Description of the task → Extract every line of the material below and reproduce it faithfully.

*-*-*

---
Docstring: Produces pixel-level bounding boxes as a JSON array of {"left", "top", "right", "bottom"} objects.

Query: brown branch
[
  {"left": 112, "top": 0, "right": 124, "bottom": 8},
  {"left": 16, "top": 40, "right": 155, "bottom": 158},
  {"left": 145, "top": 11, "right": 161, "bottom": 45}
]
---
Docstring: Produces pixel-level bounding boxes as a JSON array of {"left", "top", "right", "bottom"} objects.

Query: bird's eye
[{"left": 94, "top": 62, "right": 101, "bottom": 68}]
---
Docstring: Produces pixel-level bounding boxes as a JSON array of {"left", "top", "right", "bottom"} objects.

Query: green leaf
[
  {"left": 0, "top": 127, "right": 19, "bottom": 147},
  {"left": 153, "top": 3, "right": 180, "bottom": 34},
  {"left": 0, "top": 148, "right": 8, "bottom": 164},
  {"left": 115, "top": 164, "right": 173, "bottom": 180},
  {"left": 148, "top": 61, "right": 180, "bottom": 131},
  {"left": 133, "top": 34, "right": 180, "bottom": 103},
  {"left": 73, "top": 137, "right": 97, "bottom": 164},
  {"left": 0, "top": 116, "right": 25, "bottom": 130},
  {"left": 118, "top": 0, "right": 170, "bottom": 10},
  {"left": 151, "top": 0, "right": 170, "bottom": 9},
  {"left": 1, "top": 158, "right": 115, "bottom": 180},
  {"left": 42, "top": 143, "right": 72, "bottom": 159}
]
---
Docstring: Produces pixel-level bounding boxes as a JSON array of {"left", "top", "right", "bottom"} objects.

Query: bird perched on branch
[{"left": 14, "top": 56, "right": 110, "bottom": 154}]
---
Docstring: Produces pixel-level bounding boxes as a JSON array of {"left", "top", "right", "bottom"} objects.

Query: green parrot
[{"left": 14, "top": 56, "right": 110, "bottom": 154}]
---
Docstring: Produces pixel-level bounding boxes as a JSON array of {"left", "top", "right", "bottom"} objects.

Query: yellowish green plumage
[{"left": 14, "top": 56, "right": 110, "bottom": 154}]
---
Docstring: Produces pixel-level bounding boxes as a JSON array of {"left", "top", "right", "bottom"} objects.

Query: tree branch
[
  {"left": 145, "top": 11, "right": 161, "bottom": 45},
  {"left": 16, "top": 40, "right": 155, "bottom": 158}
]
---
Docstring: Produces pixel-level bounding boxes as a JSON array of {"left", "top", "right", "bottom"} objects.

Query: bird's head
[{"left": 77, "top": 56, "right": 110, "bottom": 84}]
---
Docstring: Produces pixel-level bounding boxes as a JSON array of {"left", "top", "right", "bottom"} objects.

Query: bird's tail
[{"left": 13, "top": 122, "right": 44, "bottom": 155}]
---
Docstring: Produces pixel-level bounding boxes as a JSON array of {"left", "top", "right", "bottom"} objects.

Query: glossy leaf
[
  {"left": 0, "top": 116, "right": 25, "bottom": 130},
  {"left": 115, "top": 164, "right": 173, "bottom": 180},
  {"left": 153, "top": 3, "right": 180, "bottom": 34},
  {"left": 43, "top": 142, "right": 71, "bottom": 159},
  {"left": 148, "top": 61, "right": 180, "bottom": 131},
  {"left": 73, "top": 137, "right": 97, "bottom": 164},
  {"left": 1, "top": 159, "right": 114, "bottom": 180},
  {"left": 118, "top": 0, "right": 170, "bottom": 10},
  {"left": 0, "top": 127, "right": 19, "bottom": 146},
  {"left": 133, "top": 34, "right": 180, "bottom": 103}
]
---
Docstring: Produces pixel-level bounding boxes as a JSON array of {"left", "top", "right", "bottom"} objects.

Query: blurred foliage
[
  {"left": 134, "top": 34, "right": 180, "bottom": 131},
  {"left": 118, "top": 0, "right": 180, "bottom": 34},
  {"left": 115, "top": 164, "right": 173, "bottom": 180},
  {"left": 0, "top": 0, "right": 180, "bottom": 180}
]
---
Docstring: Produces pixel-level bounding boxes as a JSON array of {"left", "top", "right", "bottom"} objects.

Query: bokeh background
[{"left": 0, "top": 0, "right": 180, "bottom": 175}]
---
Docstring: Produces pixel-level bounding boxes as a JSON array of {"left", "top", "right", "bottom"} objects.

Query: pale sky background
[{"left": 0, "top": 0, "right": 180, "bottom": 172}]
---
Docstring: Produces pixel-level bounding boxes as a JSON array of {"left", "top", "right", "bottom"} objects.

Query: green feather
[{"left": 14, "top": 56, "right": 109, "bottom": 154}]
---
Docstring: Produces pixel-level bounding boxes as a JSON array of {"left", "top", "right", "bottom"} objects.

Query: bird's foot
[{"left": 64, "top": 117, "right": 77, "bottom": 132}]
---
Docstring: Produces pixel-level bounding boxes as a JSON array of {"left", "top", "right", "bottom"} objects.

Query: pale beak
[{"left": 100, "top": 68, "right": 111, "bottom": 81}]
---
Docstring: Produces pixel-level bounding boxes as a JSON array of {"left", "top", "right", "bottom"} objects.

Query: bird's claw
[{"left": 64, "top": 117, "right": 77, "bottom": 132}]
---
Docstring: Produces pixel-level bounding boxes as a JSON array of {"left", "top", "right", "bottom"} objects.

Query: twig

*-*-*

Result →
---
Docstring: Produces pixel-level bounding boxes as a JSON array of {"left", "top", "right", "bottom"} objects.

Query: brown branch
[
  {"left": 112, "top": 0, "right": 124, "bottom": 8},
  {"left": 16, "top": 40, "right": 155, "bottom": 158},
  {"left": 145, "top": 11, "right": 161, "bottom": 45}
]
---
Docstring: Produces pixel-level bounding boxes as a JSON array of {"left", "top", "right", "bottom"} objects.

Query: bird's eye
[{"left": 94, "top": 62, "right": 101, "bottom": 68}]
---
Docstring: Produces pixel-level bounding boxes as a JSON array of {"left", "top", "right", "bottom"} objects.

Query: green leaf
[
  {"left": 0, "top": 127, "right": 19, "bottom": 147},
  {"left": 153, "top": 3, "right": 180, "bottom": 34},
  {"left": 0, "top": 148, "right": 8, "bottom": 164},
  {"left": 115, "top": 164, "right": 173, "bottom": 180},
  {"left": 148, "top": 61, "right": 180, "bottom": 131},
  {"left": 133, "top": 34, "right": 180, "bottom": 103},
  {"left": 73, "top": 137, "right": 97, "bottom": 164},
  {"left": 0, "top": 116, "right": 25, "bottom": 130},
  {"left": 118, "top": 0, "right": 170, "bottom": 10},
  {"left": 151, "top": 0, "right": 170, "bottom": 9},
  {"left": 1, "top": 158, "right": 115, "bottom": 180},
  {"left": 42, "top": 143, "right": 72, "bottom": 159}
]
---
Docstring: Produces pixel-level bounding boxes as a JSON array of {"left", "top", "right", "bottom"} objects.

Query: bird perched on branch
[{"left": 14, "top": 56, "right": 110, "bottom": 154}]
---
Docstring: Produces pixel-level bounding boxes as a JSON array of {"left", "top", "right", "bottom"} objects.

Query: green parrot
[{"left": 14, "top": 56, "right": 110, "bottom": 154}]
---
Docstring: Produces pixel-level bounding boxes as a JSON array of {"left", "top", "right", "bottom"} objects.

Query: yellowish green plumage
[{"left": 14, "top": 56, "right": 110, "bottom": 154}]
---
Docstring: Produces pixel-level bounding boxes as a JSON array of {"left", "top", "right", "bottom"} objects.

Query: tree branch
[
  {"left": 145, "top": 11, "right": 161, "bottom": 45},
  {"left": 16, "top": 40, "right": 155, "bottom": 158}
]
---
Docstring: Produces pixel-level bounding boxes as a JSON array of {"left", "top", "right", "bottom"} objects.

Query: bird's head
[{"left": 77, "top": 56, "right": 110, "bottom": 84}]
---
Docstring: Produces pixel-level bounding boxes as a JSON array of {"left", "top", "right", "bottom"} objects.

Query: bird's tail
[{"left": 13, "top": 122, "right": 44, "bottom": 155}]
---
Docstring: Produces pixel-level bounding boxes as a JSON array of {"left", "top", "right", "bottom"} objects.

Query: glossy leaf
[
  {"left": 0, "top": 116, "right": 25, "bottom": 130},
  {"left": 115, "top": 164, "right": 173, "bottom": 180},
  {"left": 153, "top": 3, "right": 180, "bottom": 34},
  {"left": 43, "top": 142, "right": 71, "bottom": 159},
  {"left": 148, "top": 61, "right": 180, "bottom": 131},
  {"left": 73, "top": 137, "right": 97, "bottom": 164},
  {"left": 1, "top": 159, "right": 114, "bottom": 180},
  {"left": 118, "top": 0, "right": 170, "bottom": 10},
  {"left": 0, "top": 127, "right": 19, "bottom": 146},
  {"left": 133, "top": 34, "right": 180, "bottom": 103}
]
---
Docstring: Produces pixel-level bounding boxes as a JSON array of {"left", "top", "right", "bottom"} objects.

Query: blurred foliage
[
  {"left": 134, "top": 34, "right": 180, "bottom": 131},
  {"left": 118, "top": 0, "right": 180, "bottom": 34},
  {"left": 115, "top": 164, "right": 173, "bottom": 180},
  {"left": 0, "top": 0, "right": 180, "bottom": 180}
]
---
Docstring: Produces pixel-level bounding boxes as a JSON array of {"left", "top", "right", "bottom"} objects.

Query: bokeh background
[{"left": 0, "top": 0, "right": 180, "bottom": 175}]
---
Docstring: Produces pixel-level bounding boxes as a JSON array of {"left", "top", "right", "bottom"} objects.

Query: pale sky background
[{"left": 0, "top": 0, "right": 180, "bottom": 172}]
---
Docstring: Produces pixel-level bounding boxes as a JSON array of {"left", "top", "right", "bottom"} objects.

Query: green feather
[{"left": 14, "top": 56, "right": 109, "bottom": 154}]
---
Docstring: Produces pixel-level bounding boxes as a JSON array of {"left", "top", "right", "bottom"} objects.

Query: bird's foot
[{"left": 64, "top": 117, "right": 77, "bottom": 132}]
---
Docstring: Produces pixel-level bounding boxes as a JSON array of {"left", "top", "right", "bottom"} objects.

Query: pale beak
[{"left": 100, "top": 68, "right": 111, "bottom": 81}]
---
Docstring: Produces pixel-level bounding boxes as a JSON array of {"left", "top", "right", "bottom"} objects.

Query: bird's claw
[{"left": 64, "top": 117, "right": 77, "bottom": 132}]
---
Docstring: Produces pixel-level bounding boxes as a JSON array of {"left", "top", "right", "bottom"} objects.

Query: twig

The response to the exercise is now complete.